**Tasks and exercises**
1/ In the Planning Commission meeting commentary, how large was the pool house on the agenda?
2/ Give each abbreviation that the Planning Commission meeting commentary spells out in parentheses, along with its full form.
3/ Proceed with the Planning Commission meeting commentary, picking up after its last sentence.

**Text extract**
.....
Saturday, April 20, 2024

What the Cooperage Planning Commission meeting says about Sonoma

 

Fred Allebach

4/18/24 Sonoma Planning Commission (PC) meeting

Things I noticed

 

Kudos to Chair Larry Barnett for not strongly enforcing the timer for three minutes.

 

One sense is that if these PC folks took the level of study, desire, detail, and knowledge of city Code they have to protect neighborhood character and put it to AFFH (Affirmatively Furthering Fair Housing), that Sonoma would be in a much better equity and integration position. 

 

Some of these folks are denizens of all the rules, like a grouper, a big fish that comes out and swallows up any other fish that doesn't know all the rules. The biggest PC fish here made the rules over time, and the sense I get is that the process and rules are being gamed to maintain the status quo, that’s the underlying goal. Protection of single family zoned areas and neighborhood character is the highest value here. We are, afterall, in an iconic fractal of US suburbia here in Sonoma.  

 

The upshot I see is that neighborhood compatibility is among the highest values and that this stands as the prima facie reason to deny all upzoning and change. When can any social justice charge happen if it might impact a neighborhood? Could social justice be incompatible? When it comes to that, we enter a new realm of covert, coded values that are not explicitly in the rules.    

 

There was one agenda item to approve a pool house. This 650 square foot pool house was about twice as big as my apartment. People, what we are dealing with here is ultra-First World problems. 

 

The agenda item that took the most time was 301 1st St. West, “the Cooperage'' building, that recently had an @ $10 million or more remodel. The applicant was asking for an amendment to the use permit to add a vacation rental (VR) and wine tasting, on the basis that these things could be added to allowed adaptive reuse findings. An outside pool was also put in. There was an ADU built out back. The expanded uses asked for were said to be all quiet and inside.
.....
**Dataset records**
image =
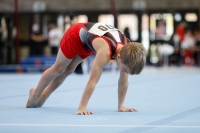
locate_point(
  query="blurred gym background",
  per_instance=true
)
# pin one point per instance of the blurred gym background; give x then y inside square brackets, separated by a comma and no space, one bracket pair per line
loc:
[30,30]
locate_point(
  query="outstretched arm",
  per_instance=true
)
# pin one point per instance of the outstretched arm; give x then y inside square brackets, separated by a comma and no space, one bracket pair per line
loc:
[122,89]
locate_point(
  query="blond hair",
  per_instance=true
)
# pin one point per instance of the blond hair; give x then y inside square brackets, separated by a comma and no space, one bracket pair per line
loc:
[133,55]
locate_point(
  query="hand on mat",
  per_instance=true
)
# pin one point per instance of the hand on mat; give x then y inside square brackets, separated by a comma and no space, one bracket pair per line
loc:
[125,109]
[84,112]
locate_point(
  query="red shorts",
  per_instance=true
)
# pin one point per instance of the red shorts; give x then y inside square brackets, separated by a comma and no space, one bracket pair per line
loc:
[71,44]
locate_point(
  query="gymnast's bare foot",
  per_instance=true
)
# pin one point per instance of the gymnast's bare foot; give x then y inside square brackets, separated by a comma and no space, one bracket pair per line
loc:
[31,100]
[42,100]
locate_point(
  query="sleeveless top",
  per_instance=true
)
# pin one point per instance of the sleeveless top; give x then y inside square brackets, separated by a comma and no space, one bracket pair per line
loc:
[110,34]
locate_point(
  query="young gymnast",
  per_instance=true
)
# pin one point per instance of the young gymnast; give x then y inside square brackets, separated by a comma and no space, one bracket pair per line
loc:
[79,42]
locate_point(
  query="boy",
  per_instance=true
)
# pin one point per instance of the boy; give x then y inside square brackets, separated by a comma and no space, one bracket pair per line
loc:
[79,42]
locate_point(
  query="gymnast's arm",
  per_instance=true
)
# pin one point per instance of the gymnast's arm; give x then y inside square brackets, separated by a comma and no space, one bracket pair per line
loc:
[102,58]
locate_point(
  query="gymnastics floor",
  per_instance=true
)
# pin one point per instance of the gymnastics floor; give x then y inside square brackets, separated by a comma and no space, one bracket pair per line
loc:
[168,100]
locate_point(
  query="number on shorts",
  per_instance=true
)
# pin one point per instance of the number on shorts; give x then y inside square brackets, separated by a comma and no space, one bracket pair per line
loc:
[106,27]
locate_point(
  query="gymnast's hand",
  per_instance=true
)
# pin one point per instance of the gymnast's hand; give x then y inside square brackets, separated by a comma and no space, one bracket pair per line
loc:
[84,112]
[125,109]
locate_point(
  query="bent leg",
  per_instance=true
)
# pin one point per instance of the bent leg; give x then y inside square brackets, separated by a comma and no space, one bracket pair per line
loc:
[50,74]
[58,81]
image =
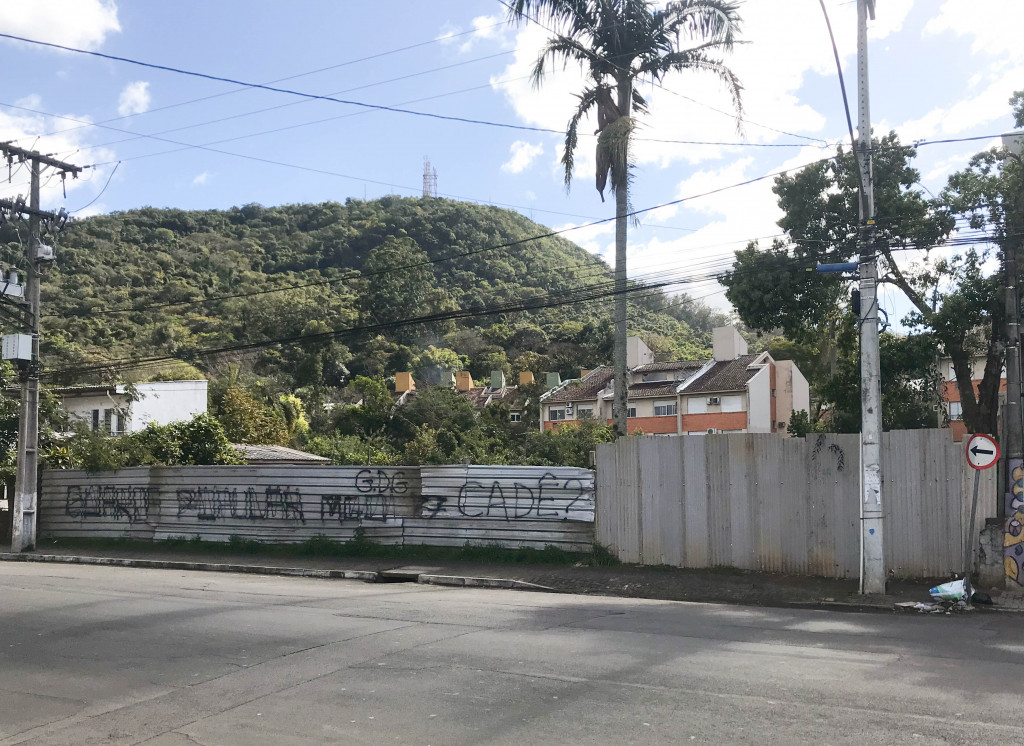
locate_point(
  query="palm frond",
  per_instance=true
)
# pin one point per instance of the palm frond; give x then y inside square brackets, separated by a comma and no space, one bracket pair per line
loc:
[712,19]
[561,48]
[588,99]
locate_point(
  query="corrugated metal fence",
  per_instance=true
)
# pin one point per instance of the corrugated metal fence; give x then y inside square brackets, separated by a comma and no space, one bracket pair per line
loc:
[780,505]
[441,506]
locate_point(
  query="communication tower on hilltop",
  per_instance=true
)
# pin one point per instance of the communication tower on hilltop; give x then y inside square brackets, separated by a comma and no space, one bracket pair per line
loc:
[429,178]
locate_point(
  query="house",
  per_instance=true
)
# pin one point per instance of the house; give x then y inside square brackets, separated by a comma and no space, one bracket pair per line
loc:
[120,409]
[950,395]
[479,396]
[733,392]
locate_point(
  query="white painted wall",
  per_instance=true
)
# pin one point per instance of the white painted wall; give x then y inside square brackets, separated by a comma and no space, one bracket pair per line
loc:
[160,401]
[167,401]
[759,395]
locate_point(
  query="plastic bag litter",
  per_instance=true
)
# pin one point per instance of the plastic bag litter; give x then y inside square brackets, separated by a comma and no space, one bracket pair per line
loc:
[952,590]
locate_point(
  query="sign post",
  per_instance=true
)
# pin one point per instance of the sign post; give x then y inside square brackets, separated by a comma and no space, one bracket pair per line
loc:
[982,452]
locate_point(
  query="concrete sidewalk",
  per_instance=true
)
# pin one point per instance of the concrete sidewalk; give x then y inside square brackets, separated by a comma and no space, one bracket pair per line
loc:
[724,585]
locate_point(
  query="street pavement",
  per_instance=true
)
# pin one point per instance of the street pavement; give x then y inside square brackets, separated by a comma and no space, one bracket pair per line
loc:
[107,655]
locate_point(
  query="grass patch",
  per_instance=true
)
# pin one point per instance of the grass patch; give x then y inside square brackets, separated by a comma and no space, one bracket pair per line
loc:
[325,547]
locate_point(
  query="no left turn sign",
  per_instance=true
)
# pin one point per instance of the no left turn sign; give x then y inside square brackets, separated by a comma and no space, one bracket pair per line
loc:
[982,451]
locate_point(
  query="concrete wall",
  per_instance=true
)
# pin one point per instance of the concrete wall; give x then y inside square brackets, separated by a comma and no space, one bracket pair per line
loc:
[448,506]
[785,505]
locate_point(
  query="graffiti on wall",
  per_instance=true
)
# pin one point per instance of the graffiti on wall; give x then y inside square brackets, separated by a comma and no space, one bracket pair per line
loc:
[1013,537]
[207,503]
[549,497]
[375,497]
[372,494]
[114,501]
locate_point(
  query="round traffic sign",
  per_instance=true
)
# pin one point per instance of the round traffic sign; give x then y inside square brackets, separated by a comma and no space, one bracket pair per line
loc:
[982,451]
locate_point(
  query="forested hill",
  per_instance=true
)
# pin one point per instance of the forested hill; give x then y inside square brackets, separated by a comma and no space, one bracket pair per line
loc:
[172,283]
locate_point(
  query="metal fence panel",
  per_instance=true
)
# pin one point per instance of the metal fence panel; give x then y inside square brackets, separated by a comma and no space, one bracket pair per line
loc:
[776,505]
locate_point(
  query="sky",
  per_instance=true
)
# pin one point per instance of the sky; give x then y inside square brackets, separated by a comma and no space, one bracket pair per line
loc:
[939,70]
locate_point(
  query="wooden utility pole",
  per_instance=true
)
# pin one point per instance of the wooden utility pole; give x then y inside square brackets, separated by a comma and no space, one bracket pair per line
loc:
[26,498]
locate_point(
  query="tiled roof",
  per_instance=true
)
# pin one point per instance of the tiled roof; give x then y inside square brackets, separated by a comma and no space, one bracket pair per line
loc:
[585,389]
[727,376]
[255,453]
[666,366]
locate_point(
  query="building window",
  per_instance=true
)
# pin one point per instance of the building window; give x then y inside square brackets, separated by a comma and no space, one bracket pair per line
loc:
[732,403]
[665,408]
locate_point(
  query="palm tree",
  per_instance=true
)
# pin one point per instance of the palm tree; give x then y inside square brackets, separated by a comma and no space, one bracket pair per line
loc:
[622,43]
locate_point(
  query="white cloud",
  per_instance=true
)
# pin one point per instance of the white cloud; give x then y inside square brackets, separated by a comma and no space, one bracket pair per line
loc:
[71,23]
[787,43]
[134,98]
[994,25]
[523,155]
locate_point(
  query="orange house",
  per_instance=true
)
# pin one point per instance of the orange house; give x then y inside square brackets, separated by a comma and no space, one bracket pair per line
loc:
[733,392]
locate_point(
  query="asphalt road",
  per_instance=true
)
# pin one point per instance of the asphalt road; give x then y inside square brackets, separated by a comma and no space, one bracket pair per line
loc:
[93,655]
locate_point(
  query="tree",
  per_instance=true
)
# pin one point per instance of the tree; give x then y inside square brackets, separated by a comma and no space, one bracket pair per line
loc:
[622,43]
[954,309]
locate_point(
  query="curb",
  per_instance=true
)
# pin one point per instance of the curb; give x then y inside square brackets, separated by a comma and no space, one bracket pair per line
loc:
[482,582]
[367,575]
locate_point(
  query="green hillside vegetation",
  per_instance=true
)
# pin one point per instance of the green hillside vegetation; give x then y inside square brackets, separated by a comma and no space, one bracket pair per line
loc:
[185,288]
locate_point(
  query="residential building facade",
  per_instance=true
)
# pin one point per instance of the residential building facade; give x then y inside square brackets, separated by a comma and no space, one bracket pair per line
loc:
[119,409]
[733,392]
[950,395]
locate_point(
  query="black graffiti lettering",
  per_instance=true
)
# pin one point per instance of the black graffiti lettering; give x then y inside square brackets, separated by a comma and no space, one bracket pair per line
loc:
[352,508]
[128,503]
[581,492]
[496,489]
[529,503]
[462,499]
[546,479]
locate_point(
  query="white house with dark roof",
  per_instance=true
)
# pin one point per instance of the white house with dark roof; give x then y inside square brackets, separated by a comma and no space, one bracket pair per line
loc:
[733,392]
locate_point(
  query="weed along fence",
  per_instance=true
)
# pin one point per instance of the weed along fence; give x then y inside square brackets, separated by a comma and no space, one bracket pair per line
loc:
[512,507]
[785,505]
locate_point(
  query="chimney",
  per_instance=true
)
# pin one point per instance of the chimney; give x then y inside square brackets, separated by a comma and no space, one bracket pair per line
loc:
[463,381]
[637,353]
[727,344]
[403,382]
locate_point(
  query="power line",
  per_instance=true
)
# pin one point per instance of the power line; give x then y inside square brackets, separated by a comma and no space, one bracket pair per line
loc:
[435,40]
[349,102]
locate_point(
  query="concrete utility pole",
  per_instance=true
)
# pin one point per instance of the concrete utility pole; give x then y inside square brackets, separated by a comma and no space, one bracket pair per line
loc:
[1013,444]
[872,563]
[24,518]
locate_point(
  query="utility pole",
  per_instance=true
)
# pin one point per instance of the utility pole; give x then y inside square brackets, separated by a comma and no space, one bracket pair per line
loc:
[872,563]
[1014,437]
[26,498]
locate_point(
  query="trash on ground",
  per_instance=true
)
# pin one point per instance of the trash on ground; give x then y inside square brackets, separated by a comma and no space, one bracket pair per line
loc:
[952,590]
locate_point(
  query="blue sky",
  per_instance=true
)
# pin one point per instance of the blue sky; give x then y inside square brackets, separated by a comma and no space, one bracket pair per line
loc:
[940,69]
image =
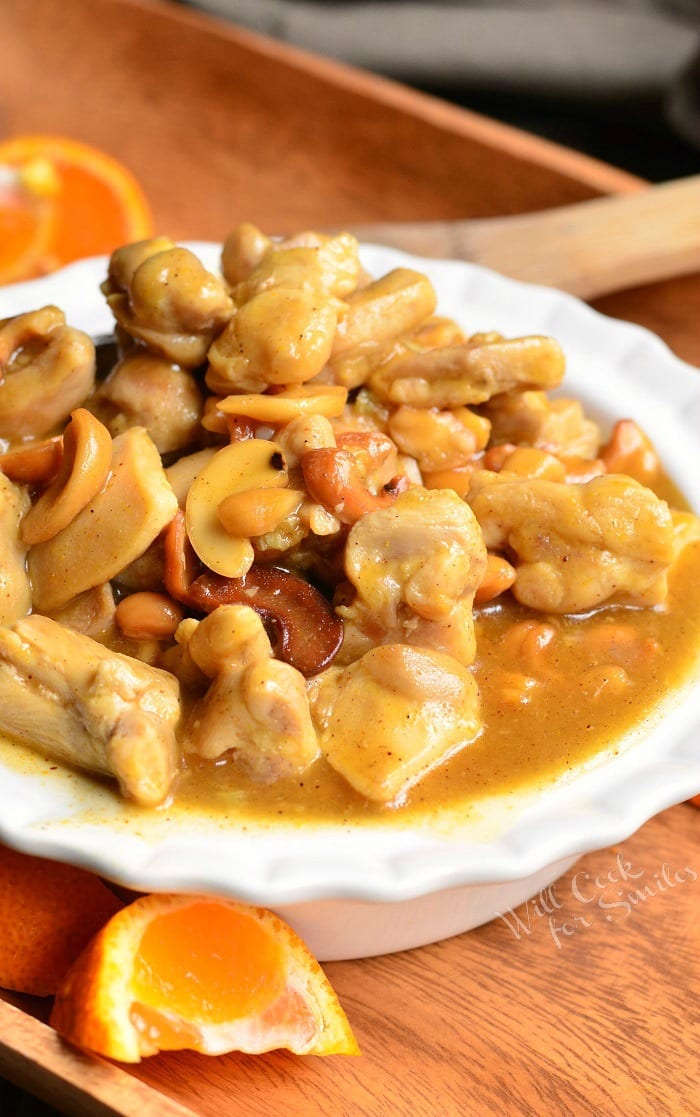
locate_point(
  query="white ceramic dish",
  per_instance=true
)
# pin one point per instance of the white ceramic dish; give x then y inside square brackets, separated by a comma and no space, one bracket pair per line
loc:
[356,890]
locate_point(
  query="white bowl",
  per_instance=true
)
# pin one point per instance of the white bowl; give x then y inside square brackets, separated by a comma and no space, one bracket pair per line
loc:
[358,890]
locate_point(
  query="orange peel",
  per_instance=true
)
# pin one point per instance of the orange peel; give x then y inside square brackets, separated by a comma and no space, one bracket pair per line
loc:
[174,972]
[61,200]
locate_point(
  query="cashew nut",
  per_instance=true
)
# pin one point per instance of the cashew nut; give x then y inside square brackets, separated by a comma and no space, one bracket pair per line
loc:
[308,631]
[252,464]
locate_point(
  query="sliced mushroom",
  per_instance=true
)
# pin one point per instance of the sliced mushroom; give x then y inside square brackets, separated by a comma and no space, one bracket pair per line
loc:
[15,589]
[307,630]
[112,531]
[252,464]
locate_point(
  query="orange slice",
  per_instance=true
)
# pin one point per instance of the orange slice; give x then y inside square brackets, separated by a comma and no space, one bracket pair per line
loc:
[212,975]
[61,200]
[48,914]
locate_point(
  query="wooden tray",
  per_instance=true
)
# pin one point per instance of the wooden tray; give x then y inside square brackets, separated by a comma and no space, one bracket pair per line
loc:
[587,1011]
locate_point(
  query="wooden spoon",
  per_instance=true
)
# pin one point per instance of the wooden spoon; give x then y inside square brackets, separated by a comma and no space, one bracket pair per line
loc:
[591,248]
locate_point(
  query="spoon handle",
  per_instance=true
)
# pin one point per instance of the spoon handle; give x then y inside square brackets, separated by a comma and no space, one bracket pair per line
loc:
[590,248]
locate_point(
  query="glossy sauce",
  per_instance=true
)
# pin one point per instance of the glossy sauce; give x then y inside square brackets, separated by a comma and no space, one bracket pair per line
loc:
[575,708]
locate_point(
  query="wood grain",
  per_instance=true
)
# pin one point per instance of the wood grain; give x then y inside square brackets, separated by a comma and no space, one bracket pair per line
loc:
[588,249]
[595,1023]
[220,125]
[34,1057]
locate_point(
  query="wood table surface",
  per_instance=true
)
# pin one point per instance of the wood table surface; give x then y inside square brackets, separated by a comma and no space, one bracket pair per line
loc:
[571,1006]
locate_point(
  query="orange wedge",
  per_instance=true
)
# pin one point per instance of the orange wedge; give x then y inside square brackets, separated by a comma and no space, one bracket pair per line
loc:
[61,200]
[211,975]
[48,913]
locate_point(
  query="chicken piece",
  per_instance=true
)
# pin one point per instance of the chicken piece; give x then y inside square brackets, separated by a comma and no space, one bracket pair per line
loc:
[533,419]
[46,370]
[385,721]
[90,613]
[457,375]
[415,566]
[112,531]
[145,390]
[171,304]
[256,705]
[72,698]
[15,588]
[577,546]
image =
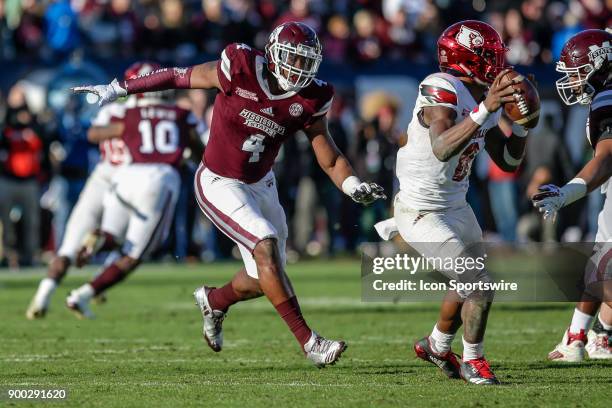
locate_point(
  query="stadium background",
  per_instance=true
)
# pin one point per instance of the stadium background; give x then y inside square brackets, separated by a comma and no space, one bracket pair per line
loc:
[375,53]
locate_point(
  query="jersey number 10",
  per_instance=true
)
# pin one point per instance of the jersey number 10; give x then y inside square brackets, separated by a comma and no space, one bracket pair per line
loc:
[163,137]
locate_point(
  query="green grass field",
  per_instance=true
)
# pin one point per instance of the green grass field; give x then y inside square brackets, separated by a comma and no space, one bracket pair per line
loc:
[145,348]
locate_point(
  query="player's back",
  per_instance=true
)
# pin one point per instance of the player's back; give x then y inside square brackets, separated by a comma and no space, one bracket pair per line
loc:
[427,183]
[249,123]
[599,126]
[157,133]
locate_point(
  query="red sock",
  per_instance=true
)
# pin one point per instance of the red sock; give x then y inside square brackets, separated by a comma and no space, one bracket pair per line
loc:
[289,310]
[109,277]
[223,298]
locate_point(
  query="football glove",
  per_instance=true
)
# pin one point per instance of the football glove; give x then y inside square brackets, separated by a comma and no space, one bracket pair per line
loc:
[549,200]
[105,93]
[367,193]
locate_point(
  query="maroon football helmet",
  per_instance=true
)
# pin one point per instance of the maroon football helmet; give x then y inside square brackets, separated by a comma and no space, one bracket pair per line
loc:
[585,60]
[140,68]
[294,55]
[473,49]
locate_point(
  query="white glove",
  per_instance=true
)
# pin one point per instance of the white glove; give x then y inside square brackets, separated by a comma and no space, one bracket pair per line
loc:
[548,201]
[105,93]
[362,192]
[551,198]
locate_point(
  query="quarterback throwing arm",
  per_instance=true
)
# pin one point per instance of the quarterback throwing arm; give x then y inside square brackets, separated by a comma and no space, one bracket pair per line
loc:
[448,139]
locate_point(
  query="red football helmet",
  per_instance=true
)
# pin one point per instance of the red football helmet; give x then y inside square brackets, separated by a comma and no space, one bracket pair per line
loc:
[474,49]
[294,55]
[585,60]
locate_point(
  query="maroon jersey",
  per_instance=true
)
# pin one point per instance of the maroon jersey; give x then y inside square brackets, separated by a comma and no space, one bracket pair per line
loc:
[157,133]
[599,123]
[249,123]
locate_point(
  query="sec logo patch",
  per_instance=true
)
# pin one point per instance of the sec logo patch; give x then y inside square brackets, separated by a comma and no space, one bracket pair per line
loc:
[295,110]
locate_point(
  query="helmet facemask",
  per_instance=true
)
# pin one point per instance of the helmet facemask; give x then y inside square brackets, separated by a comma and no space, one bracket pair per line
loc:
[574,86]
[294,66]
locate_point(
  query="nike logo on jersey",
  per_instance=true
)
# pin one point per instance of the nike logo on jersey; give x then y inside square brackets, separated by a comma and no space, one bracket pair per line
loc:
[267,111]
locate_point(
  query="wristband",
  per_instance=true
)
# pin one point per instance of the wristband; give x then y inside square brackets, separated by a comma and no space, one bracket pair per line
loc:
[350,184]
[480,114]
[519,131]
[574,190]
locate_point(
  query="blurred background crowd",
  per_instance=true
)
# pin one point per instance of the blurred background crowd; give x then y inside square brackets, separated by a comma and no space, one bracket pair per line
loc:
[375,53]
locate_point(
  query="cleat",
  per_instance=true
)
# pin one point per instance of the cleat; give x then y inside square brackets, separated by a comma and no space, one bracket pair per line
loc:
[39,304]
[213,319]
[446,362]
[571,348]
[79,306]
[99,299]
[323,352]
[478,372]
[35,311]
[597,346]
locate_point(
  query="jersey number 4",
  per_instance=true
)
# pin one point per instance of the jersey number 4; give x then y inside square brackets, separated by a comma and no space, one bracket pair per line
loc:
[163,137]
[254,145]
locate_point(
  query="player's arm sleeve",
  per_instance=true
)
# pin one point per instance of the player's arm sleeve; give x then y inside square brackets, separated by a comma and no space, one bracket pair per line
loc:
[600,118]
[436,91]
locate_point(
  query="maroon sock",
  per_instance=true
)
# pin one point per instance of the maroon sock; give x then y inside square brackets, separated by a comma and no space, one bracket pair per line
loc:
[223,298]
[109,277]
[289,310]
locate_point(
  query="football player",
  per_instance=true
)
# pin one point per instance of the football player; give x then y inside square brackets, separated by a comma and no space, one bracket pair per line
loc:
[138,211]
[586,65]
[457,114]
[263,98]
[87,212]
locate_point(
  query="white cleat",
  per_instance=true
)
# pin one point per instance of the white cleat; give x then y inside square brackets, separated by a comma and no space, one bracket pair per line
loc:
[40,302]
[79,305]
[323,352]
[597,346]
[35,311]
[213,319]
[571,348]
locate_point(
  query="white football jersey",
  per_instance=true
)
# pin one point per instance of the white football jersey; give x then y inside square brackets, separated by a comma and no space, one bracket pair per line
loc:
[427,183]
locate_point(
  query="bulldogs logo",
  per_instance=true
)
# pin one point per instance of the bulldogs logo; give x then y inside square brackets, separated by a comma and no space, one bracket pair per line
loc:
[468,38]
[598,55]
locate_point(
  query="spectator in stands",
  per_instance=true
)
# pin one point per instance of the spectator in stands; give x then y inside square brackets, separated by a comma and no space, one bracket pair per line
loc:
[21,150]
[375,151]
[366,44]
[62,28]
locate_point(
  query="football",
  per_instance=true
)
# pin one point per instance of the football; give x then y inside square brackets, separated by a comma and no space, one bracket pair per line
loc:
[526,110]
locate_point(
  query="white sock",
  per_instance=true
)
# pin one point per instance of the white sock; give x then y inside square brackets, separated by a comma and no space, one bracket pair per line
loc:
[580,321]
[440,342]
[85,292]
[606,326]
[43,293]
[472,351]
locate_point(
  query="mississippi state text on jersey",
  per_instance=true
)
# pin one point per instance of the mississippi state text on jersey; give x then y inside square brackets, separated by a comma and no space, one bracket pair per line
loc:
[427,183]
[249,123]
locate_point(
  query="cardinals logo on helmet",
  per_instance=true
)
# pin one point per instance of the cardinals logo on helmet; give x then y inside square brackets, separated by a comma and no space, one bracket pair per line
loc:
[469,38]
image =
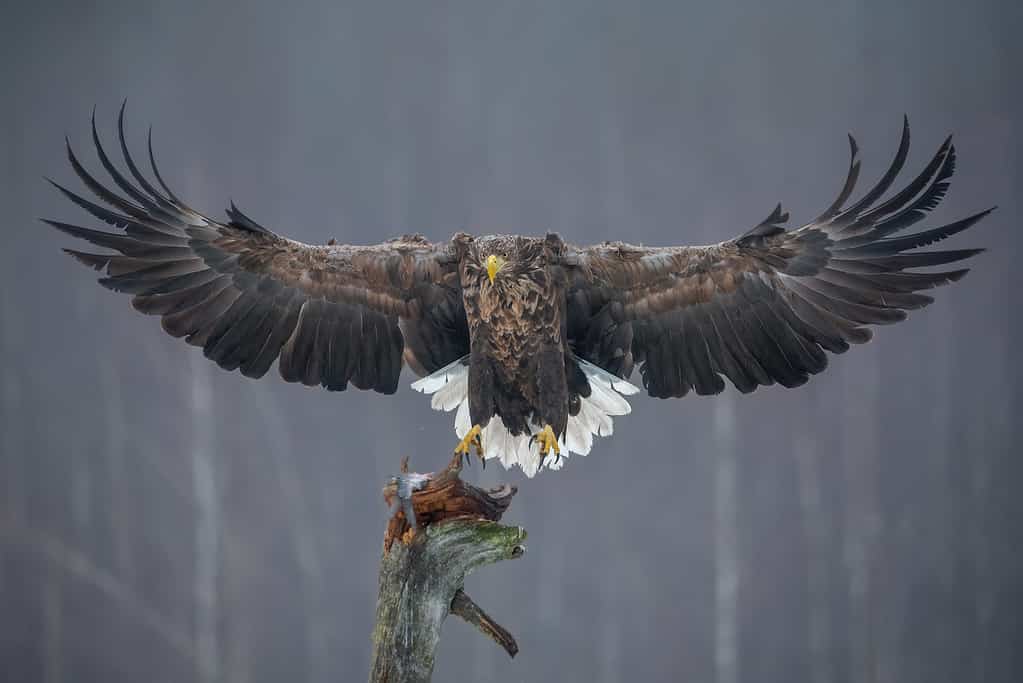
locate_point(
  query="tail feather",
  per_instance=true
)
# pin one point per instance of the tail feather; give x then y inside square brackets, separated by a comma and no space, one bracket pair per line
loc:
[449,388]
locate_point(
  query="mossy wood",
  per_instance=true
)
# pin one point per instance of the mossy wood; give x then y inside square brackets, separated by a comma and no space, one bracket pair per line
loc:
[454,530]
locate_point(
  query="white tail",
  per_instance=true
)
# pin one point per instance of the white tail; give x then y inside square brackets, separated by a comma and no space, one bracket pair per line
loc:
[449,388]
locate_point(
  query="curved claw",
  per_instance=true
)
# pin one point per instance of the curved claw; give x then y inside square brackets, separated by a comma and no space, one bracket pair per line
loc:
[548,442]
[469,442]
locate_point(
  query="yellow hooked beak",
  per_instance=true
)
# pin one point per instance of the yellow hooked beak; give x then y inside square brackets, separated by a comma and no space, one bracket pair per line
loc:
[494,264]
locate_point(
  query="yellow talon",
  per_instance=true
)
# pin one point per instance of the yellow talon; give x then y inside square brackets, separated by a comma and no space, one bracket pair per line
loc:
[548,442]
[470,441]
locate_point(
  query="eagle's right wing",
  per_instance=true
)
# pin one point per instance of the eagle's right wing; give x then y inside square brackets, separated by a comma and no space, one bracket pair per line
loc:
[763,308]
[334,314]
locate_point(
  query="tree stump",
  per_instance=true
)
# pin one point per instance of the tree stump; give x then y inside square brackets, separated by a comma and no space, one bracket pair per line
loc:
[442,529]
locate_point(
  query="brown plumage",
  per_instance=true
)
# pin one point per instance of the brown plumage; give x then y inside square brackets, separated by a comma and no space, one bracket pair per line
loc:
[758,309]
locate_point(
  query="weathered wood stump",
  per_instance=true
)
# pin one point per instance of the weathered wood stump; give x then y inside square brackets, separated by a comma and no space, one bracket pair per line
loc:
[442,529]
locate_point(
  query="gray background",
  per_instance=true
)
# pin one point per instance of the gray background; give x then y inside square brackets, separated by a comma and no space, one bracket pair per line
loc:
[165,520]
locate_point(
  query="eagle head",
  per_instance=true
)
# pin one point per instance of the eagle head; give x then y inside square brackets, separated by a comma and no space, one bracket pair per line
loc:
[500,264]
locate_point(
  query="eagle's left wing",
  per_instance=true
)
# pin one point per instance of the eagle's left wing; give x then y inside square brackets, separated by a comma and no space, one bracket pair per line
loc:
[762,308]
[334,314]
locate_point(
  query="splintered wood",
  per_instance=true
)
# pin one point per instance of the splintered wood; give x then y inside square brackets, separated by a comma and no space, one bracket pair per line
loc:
.....
**Responses**
1/ 650 square feet.

2/
- PC: Planning Commission
- AFFH: Affirmatively Furthering Fair Housing
- VR: vacation rental

3/
City staff recommend that the amended uses be approved. Staff usually finds for the applicant. Staff claims to be functionaries, to have no interests of their own, they act at the pleasure of the city council, but the notion of an Iron Triangle says otherwise. Successful project and money-making approvals guarantee staff their jobs… 

 

It didn’t take long to figure out that the Commission was gunning for the project, there were no overt supporters. Chair Larry Barnett had the City Attorney on hold to answer questions. The PC went on to pick apart details and make the case to deny the application, which they ultimately did unanimously. It was reminiscent of how the PC denied an application by Jack's Service Station, revealing values and how rules bend to them and how it can appear unreasonable.

 

The applicant’s reps, architect Michael Ross and municipal lawyer Michael Woods (both very smooth operators) did a good job to make their case but no one wanted to hear it, their points fell on deaf ears. Michael Woods said “all findings have been met.” These two did not seem too upset they lost, they got paid.  However, they may not have been sad because they have a big ammunition client who won't give up without exercising their right to appeal or maybe to sue.  In fact now, there is a sign out front right over the front door of the Cooperage, a few days later, that says "Abandoned building, no entry."  A signal that the owner is pissed and the fight is on?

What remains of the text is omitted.